### SET EXERCISE
Copy exactly the last part of the entries, starting from the line with "blue sky in the photo above." and including the final line.

# Start of LISTING

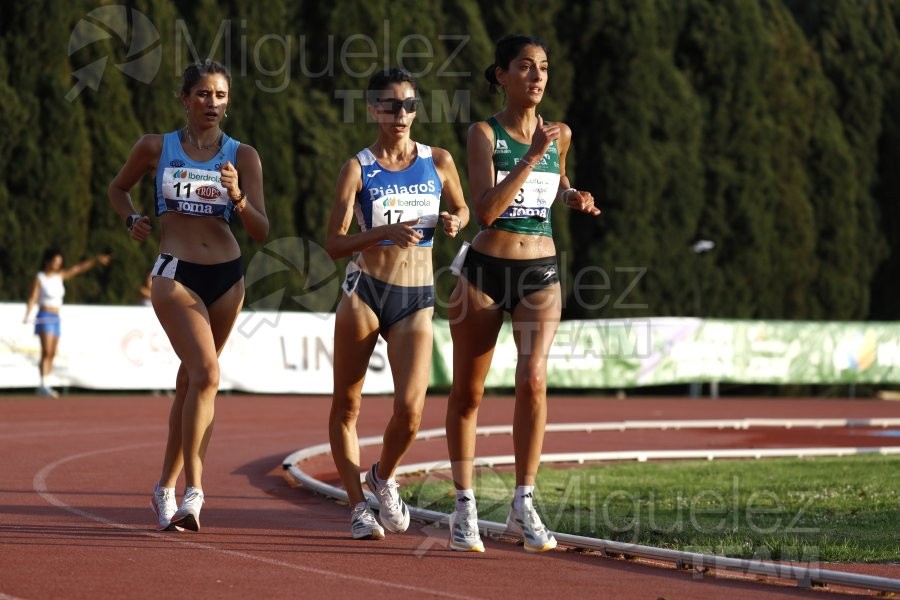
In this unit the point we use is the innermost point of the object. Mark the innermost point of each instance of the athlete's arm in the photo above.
(143, 158)
(574, 199)
(339, 242)
(456, 216)
(249, 173)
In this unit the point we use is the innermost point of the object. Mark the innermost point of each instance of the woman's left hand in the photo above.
(230, 180)
(451, 224)
(581, 201)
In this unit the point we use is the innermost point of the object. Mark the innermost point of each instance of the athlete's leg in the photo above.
(474, 325)
(535, 321)
(197, 335)
(409, 353)
(49, 343)
(355, 335)
(173, 460)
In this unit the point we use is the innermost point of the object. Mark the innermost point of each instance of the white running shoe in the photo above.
(464, 535)
(392, 510)
(527, 524)
(188, 515)
(163, 505)
(363, 525)
(46, 390)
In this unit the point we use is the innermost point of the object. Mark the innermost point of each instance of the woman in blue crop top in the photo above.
(47, 292)
(394, 189)
(517, 168)
(203, 177)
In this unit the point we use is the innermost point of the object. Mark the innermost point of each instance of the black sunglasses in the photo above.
(409, 105)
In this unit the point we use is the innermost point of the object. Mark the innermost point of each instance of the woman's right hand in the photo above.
(402, 233)
(543, 136)
(140, 229)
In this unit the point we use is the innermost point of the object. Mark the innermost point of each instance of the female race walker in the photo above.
(198, 285)
(517, 168)
(47, 292)
(394, 189)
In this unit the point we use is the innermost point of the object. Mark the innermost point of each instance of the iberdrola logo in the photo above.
(136, 33)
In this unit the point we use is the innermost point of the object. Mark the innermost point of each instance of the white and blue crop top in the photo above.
(193, 188)
(392, 196)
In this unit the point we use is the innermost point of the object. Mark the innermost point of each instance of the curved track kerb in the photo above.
(804, 576)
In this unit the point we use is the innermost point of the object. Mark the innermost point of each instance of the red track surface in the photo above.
(75, 522)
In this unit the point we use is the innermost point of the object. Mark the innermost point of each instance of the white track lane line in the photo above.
(40, 486)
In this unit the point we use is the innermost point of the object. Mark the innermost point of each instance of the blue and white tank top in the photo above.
(193, 188)
(389, 197)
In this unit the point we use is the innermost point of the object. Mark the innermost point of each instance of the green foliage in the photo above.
(768, 127)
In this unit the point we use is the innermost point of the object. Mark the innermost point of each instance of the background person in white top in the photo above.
(47, 292)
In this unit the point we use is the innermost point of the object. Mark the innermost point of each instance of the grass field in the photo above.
(810, 510)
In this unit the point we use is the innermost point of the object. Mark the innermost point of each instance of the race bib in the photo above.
(534, 198)
(394, 208)
(351, 278)
(165, 266)
(194, 192)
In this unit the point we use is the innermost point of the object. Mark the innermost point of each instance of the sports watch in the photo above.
(131, 220)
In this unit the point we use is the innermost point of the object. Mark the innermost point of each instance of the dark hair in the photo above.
(507, 49)
(200, 69)
(49, 253)
(380, 81)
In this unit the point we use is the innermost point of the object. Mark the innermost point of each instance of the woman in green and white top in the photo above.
(517, 169)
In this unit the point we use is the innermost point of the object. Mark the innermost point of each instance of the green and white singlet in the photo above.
(529, 212)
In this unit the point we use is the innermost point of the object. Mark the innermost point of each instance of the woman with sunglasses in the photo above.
(517, 169)
(394, 190)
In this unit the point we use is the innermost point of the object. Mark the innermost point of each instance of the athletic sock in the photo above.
(523, 493)
(465, 500)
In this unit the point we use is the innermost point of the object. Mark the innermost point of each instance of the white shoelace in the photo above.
(390, 495)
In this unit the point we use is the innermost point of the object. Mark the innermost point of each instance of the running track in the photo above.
(77, 472)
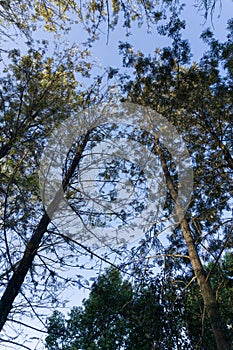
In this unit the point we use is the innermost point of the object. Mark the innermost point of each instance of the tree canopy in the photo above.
(81, 209)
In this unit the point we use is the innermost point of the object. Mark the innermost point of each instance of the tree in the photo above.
(204, 125)
(39, 92)
(122, 315)
(60, 16)
(118, 315)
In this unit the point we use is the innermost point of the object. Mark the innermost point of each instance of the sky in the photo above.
(107, 55)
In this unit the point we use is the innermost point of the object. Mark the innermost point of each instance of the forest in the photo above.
(116, 191)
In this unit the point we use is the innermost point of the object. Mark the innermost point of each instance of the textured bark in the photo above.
(218, 327)
(20, 272)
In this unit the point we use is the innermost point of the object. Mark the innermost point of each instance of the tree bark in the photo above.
(20, 272)
(218, 327)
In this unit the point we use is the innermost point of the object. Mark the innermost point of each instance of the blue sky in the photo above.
(107, 54)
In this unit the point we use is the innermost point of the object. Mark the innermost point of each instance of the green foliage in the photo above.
(117, 315)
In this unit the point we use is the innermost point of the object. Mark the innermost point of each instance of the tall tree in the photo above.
(192, 99)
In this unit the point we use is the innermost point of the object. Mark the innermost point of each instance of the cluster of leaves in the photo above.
(122, 315)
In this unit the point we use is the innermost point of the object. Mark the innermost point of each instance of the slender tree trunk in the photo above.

# End of LISTING

### RESPONSE
In this unit the point we use is the innermost point of the object. Mark the innermost point of each instance of the blue sky in the photo above.
(107, 54)
In this unit the point we use is the innermost point of the object. Mark the innermost point of each instance of the green foliage in the photo above.
(117, 315)
In this unit the point we use is the innermost point of the object. Mark the innermost point of each instance of the tall tree in the photo above.
(192, 99)
In this unit the point we use is the innermost point of the object. Mark the innermost point of each instance of the cluster of leaves in the photo above.
(122, 315)
In this unit the point we use is the innermost point of the object. Mark the innermost point of each instance of the slender tree trunk in the photo above.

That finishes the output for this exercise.